■ **STATED TASK 1**:
In two sentences, what does the Babbage passage report?
━━━━━ READING TEXT
It's Decidedly Not the Math. It's Always People
The government of Great Britain had sunk more than £17,000 in Charles Babbage’s project by 1832 and wanted to see what had been accomplished with the funds. Babbage was a very clever fellow with a wide range of interests and capabilities, a true Renaissance polymath. He had been one of the founders of England’s Analytical Society in 1812, an organization intended to induce exciting new mathematical concepts across the Channel from Europe.
Working with another body he helped to create in 1820, the Royal Astronomical Society, Babbage and another man were tasked with improving vital navigation tables. Tedious and long, the necessary calculations were assigned to separate clerks, done twice so as to be able to better spot errors in the derived results.
As expected, the pair found many, too many, leading Mr. Babbage to exclaim, “I wish to God these calculations had been executed by steam.” It wasn’t the first time he had dreamed about such a way to reach solutions; in his autobiography the man claimed to have had a dream in 1812 or 13, sleeping overtop a table of logarithms and lazily hoping one day to have them all “calculated by machinery.”
In 1822, he set out to do just that. Charles wrote the Astronomical Society to inform them of his idea, which the society enthusiastically endorsed, and then an article published in Brewster’s Journal of Science, titled, On the Theoretical Principles of the Machinery for Calculating Tables.
“I have contrived methods by which type shall be set up by the machine in the order determined by the calculation. The arrangements are such that... there shall not exist the possibility of error in any printed copy of tables computed by this engine.”
By 1823, he had had an interview with the Chancellor of the Exchequer and by the next year had been advanced £1,500 from the government to work on his mechanical opus. Expecting initially to take three years, eight years and thousands of pounds later Parliament and the Royal Society, to which Babbage also belonged and which had infused more than its enthusiasm, demanded a demonstration.
━━━━━━━━━━
■ **STATED TASK 2**:
Lay out the stretch of the listing from the line containing "Look at the picture above. You should locate black metal" through the end of the listing as a two-column CSV headed text and answer. Give one row for each item, with each field in quotation marks and line breaks turned into spaces.
━━━━━ DATA EXTRACT
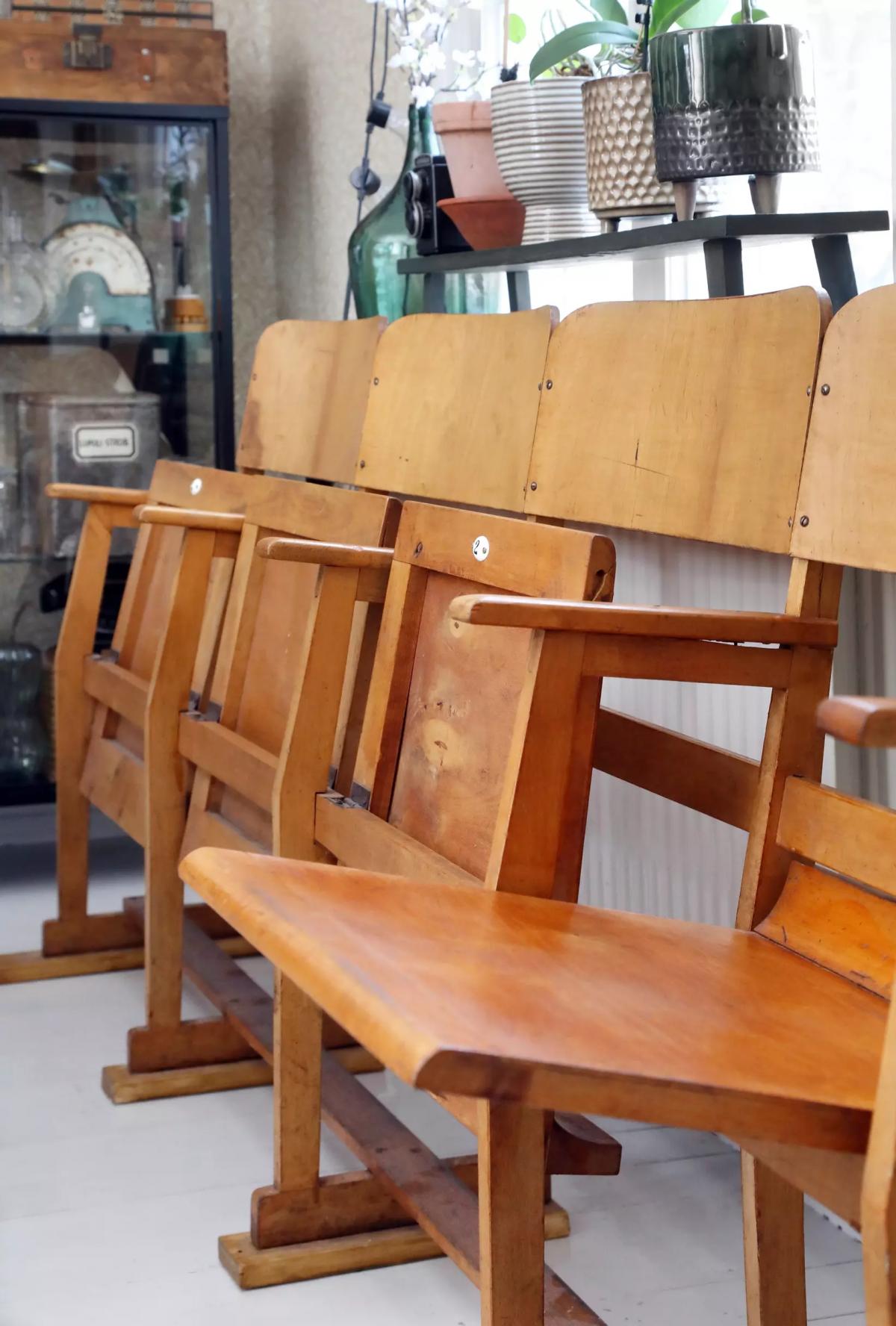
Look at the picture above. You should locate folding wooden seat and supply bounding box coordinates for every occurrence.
[103,308,553,1104]
[0,318,382,984]
[184,502,619,1305]
[187,700,896,1326]
[183,290,839,1299]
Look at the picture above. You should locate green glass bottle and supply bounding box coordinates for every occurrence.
[349,106,500,323]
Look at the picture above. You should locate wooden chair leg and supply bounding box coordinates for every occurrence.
[741,1151,806,1326]
[479,1102,545,1326]
[862,1003,896,1326]
[252,971,323,1248]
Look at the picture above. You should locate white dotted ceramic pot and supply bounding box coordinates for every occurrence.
[582,73,720,219]
[492,77,600,244]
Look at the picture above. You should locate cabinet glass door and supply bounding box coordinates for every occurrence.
[0,110,232,805]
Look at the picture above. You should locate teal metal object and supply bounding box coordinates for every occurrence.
[44,196,156,333]
[349,106,500,323]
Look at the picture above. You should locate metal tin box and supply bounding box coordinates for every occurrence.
[17,393,161,558]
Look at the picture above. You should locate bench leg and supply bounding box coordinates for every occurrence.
[741,1151,806,1326]
[479,1102,545,1326]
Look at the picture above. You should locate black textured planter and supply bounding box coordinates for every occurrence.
[650,22,821,211]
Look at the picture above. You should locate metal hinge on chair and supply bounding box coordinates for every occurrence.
[63,22,113,69]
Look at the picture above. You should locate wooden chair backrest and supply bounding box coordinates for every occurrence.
[317,502,615,895]
[757,779,896,998]
[758,285,896,997]
[236,318,386,484]
[355,308,556,512]
[113,460,258,687]
[790,285,896,571]
[114,318,385,680]
[188,309,564,847]
[188,479,399,849]
[525,289,826,553]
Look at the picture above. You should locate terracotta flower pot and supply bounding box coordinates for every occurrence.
[582,73,720,219]
[492,78,600,244]
[432,101,510,198]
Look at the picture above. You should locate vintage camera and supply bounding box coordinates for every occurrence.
[404,155,469,258]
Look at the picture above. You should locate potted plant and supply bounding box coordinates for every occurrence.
[651,0,821,219]
[529,0,730,225]
[349,0,497,323]
[492,10,600,244]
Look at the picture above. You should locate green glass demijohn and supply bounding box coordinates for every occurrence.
[349,106,500,323]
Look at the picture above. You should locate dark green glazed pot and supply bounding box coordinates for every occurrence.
[650,22,821,181]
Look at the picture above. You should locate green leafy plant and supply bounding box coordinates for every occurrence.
[529,0,768,80]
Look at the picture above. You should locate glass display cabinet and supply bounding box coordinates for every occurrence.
[0,22,233,806]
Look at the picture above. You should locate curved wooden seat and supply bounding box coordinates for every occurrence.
[183,850,888,1151]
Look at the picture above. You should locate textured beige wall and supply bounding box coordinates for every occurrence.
[216,0,405,422]
[269,0,405,318]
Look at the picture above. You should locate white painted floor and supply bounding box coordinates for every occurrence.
[0,846,864,1326]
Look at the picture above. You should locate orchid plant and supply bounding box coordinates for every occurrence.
[529,0,768,80]
[367,0,485,106]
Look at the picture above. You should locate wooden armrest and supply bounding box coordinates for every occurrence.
[448,594,838,648]
[816,695,896,747]
[44,484,150,506]
[258,538,392,571]
[137,506,245,535]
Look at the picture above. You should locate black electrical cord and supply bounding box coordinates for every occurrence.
[342,0,388,323]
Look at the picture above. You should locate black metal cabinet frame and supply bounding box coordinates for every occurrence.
[0,98,236,470]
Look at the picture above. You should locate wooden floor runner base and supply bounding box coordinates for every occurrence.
[217,1201,567,1294]
[0,935,257,986]
[102,1045,383,1104]
[0,945,143,986]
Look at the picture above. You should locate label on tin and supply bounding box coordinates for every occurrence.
[72,423,138,464]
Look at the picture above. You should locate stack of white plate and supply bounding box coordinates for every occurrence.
[492,77,602,244]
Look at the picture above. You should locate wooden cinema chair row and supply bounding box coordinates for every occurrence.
[170,282,839,1294]
[181,287,896,1326]
[0,309,553,997]
[181,277,896,1326]
[103,309,556,1104]
[0,318,383,984]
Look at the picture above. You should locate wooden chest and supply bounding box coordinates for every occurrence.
[0,18,228,106]
[9,0,215,29]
━━━━━━━━━━
■ **FULL OUTPUT 1**:
Charles Babbage, who helped found the Analytical Society and the Royal Astronomical Society, found too many errors in clerk-computed navigation tables and in 1822 announced a plan for a machine that would calculate and print such tables. The government advanced him £1,500 for a project he expected to take three years, but eight years and thousands of pounds later Parliament and the Royal Society demanded a demonstration.

■ **FULL OUTPUT 2**:
text,answer
"Look at the picture above. You should locate black metal cabinet frame and supply bounding box coordinates for every occurrence.","[0,98,236,470]"
"Look at the picture above. You should locate wooden floor runner base and supply bounding box coordinates for every occurrence.","[217,1201,567,1294] [0,935,257,986] [102,1045,383,1104] [0,945,143,986]"
"Look at the picture above. You should locate label on tin and supply bounding box coordinates for every occurrence.","[72,423,138,464]"
"Look at the picture above. You should locate stack of white plate and supply bounding box coordinates for every occurrence.","[492,77,602,244]"
"Look at the picture above. You should locate wooden cinema chair row and supply bounding box coordinates for every occurrence.","[170,282,839,1294] [181,287,896,1326] [0,309,553,997] [181,277,896,1326] [103,309,556,1104] [0,318,383,984]"
"Look at the picture above. You should locate wooden chest and supply bounding box coordinates for every occurrence.","[0,18,228,106] [9,0,215,29]"